[Your task]: Update the lines below by replacing "produce" with "draw" wherever it occurs, leaving everything else the same.

==== Supplied entries

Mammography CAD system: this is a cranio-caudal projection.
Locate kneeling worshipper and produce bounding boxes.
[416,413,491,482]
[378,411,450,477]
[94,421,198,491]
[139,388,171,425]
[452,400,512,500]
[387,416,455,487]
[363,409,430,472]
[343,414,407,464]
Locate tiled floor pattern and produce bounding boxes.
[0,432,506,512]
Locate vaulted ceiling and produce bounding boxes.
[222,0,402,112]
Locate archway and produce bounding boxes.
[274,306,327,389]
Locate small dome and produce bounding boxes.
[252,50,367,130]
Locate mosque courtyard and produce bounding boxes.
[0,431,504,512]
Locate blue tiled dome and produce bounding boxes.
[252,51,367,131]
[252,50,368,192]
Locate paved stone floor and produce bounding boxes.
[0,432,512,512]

========

[Written answer]:
Mammography CAD system: this is a cranio-caudal projection.
Locate kneeling worshipper and draw bounding boxes.
[416,413,491,482]
[378,411,450,477]
[94,421,198,491]
[139,388,171,425]
[452,400,512,500]
[387,416,455,487]
[363,409,430,472]
[343,414,407,464]
Locate tiled floor pattern and draw bounding boxes.
[0,432,506,512]
Locate vaulted ceiling and draw bounding boxes.
[222,0,402,112]
Locate archway and draw bounding boxes.
[274,306,327,389]
Locate small dome and draw bounding boxes.
[252,50,367,130]
Locate mosque courtyard and draw bounding boxes.
[0,431,504,512]
Locate blue tiled dome and draw bounding boxes.
[252,51,367,131]
[252,50,368,192]
Locate paved stone floor and draw bounding boxes.
[0,432,512,512]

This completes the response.